Editor’s Note: This article was provided by John Hennessy and transcribed by Brett Schulte.  This is one part of a ten part series.  To see a list of the entire series, please scroll to the bottom of this article.

Reminiscences of a Command Famous in the Civil War.
Hard Life of the Confederates in the Trenches.
Glimpse of Three Illustrious Commanders in Consultation.
The Slow Advance of Grant’s Forces on Petersburg–Pages from a War-Time Diary.

July 5, 1864.–Life in the trenches has fairly begun, the more is the pity of it.  Our men have been, to a certain extent, demoralized by fighting under cover.  They now betray a sort of nervousness as indicated by dodging shells, an involuntary motion in wondrous contrast to the reckless bravery displayed when fighting in the open.  Desertion has become quite common, principally among men from the mountainous regions.  The horrors of our daily life are beyond description; our forefathers of the time of Alfred the Great indulged in greater luxury.  Reveille is at dawn, after having stood [here the line is repeated a second time rather than ending the sentence.]  Our shelter consists of two sheets of canvass or rubber cloth stretched over a cross-pole to protect us from the heavy dew; rain we can scarcely provide against.  The dust of the inner ditch is intolerable, and when rain converts this into red mud, we take off our valuable shoes and try to drain the water down towards the covered way.

Water is brought from an old well on the farm, and is so precious that half a canteen is considered a full allowance for the morning ablutions.  Our simple breakfast of corn bread, rusty bacon and such other articles of prime necessity as our scant purses permit, is prepared in a frying pan over a small open fire; the boiling process is done in a tin cup.  As the sharpshooters are comfortably lodged in trees opposite our position, every incautious movement away from the shelter of the earthworks is attended with peril.

Forty yards front of the works are the rifle pits, occupied by the ever-vigilant pickets.  All night ling these tireless heroes are straining their eyes through the darkness to prevent a surprise, or firing at working parties of the enemy as the parallel approaches creep towards us.  At dawn a white cloth is elevated on a ramrod by one of the men on picket, as a sign of truce during the day, and this truce is held inviolate.

Supplies are sent us by the covered way from the wagon camp, some miles in the rear; while the people of Petersburg, forced to trade upon the necessities of the army, bring cakes, pies, fried chicken and other delicacies of the season for sale to the men.  Whisky is smuggled in that way, and many a poor fellow under the influence of liquor becomes imprudent and gets a minie ball into his corporation.  Our amusements consist of reading, playing chess, checkers or cards.  Reading is, however, an expensive luxury, as the Richmond Whig or Examiner costs a dollar a copy.

# Stated task 1
Substitute "wicket gate" for "pedestrian gate" in the rows from their start through the line holding "left=403, top=217, right=458, bottom=349", inclusive, and give those lines again with nothing else changed. Leave out the picture.

# Input rows
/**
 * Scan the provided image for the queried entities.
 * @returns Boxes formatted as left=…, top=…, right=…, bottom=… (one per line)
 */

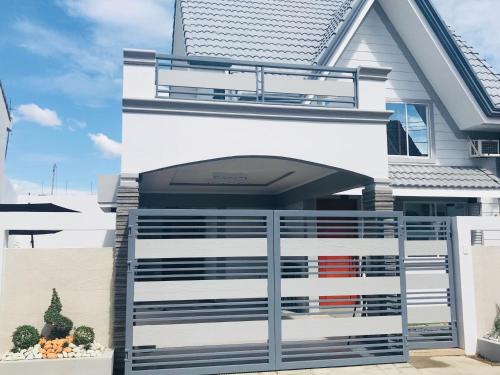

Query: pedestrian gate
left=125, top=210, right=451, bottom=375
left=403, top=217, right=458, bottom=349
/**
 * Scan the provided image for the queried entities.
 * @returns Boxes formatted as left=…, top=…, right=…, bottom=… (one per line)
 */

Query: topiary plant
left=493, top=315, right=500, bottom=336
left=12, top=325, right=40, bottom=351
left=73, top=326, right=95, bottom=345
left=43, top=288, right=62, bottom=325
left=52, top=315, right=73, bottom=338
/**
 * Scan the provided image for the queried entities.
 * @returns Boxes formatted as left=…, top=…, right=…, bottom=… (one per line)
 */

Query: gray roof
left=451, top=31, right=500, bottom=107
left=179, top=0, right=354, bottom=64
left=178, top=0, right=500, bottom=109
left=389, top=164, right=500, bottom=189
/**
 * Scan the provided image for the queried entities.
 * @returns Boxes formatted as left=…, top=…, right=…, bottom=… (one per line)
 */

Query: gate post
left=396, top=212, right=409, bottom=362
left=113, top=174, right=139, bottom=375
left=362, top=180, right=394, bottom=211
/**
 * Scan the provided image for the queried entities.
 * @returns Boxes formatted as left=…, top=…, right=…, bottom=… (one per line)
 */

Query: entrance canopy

# Stated task 2
According to the war-time diary, how much water is considered a full allowance for the morning ablutions?

# Problem solution 1
/**
 * Scan the provided image for the queried entities.
 * @returns Boxes formatted as left=…, top=…, right=…, bottom=… (one per line)
 */


Query: wicket gate
left=125, top=210, right=451, bottom=375
left=403, top=217, right=458, bottom=349

# Problem solution 2
Half a canteen.